─── Provided entries ───

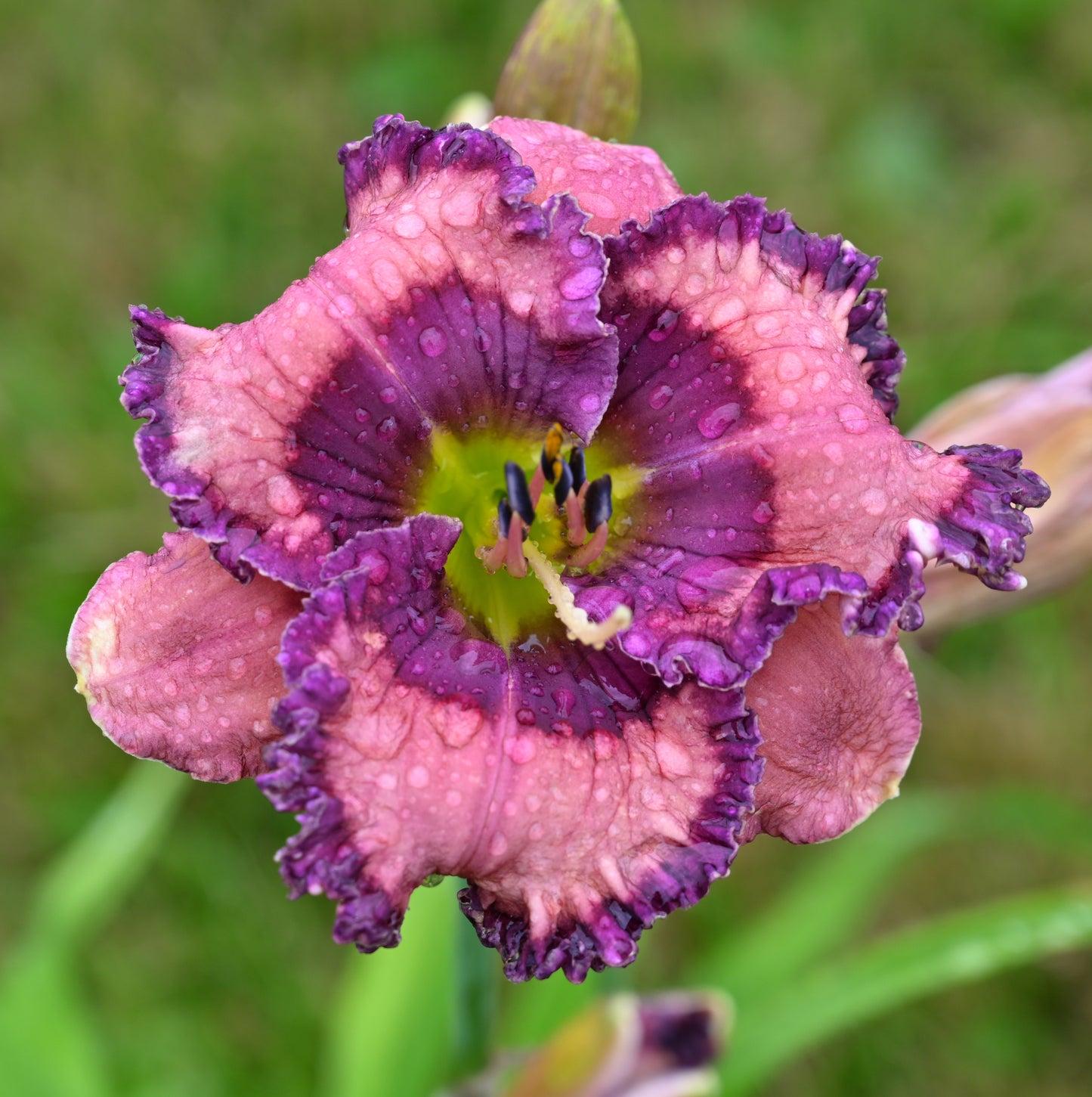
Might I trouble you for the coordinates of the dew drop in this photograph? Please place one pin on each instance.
(432, 341)
(521, 749)
(715, 421)
(583, 284)
(660, 395)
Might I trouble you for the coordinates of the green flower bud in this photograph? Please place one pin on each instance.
(576, 63)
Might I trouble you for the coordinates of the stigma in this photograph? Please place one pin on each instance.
(585, 508)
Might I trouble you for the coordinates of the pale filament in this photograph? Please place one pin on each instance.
(578, 624)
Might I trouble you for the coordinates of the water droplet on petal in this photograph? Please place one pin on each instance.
(660, 395)
(433, 341)
(715, 421)
(409, 226)
(520, 748)
(583, 284)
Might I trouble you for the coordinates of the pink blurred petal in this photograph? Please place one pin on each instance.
(1048, 418)
(178, 659)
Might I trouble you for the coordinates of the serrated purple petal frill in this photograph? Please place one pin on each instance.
(746, 425)
(453, 303)
(578, 797)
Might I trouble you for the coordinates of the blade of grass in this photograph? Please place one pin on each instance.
(48, 1043)
(391, 1028)
(90, 879)
(958, 948)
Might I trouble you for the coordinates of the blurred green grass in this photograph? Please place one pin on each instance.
(184, 155)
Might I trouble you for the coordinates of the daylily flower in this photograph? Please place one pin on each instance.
(605, 528)
(1050, 418)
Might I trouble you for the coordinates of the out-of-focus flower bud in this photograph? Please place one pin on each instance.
(576, 63)
(1050, 418)
(630, 1046)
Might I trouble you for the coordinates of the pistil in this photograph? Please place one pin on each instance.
(578, 624)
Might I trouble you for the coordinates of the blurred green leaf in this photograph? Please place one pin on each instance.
(827, 904)
(391, 1027)
(48, 1043)
(948, 951)
(91, 878)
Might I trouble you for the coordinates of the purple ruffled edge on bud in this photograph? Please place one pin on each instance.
(610, 937)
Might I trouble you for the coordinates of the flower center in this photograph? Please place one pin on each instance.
(513, 528)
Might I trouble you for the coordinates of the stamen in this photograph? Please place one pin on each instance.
(552, 451)
(598, 506)
(591, 551)
(503, 517)
(515, 559)
(578, 624)
(564, 486)
(577, 466)
(518, 495)
(496, 556)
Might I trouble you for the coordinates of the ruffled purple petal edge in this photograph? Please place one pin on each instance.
(608, 938)
(145, 381)
(842, 268)
(318, 859)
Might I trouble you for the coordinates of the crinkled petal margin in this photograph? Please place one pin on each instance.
(573, 841)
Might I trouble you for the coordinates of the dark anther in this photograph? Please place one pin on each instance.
(577, 467)
(564, 485)
(503, 518)
(552, 452)
(598, 507)
(518, 494)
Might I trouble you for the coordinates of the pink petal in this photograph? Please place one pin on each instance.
(612, 182)
(759, 432)
(178, 659)
(579, 798)
(453, 303)
(839, 721)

───

▶ _Task details_:
Every line from the one containing "Might I trouble you for the coordinates of the flower" to the end of the entries must be set down exactly, with none omitted and none added.

▶ _Response to the exercise_:
Might I trouble you for the coordinates of the flower center in this photograph? Please place one pin on each instance.
(513, 528)
Might I trouble you for the coordinates of the stamen in this photograph? Please place one pin on each instance.
(552, 451)
(598, 506)
(591, 551)
(503, 517)
(515, 559)
(578, 624)
(564, 486)
(577, 466)
(518, 495)
(496, 556)
Might I trouble you for the coordinates of the ruffled purple petal edge in this photograph? Please place one pin on each instance.
(608, 938)
(145, 381)
(842, 268)
(318, 859)
Might I trouble you for the coordinates of the crinkled petal margin in this photograph? Please place one pin on each instance.
(573, 841)
Might I trouble you for the coordinates of the dark anther in this photograph? Please place one pin on each instance.
(577, 467)
(564, 485)
(503, 518)
(552, 452)
(598, 507)
(518, 494)
Might I trouble you for the coordinates of the pink petal in this photograph? Please place one pin on each instance.
(612, 182)
(759, 432)
(178, 659)
(579, 798)
(453, 303)
(839, 721)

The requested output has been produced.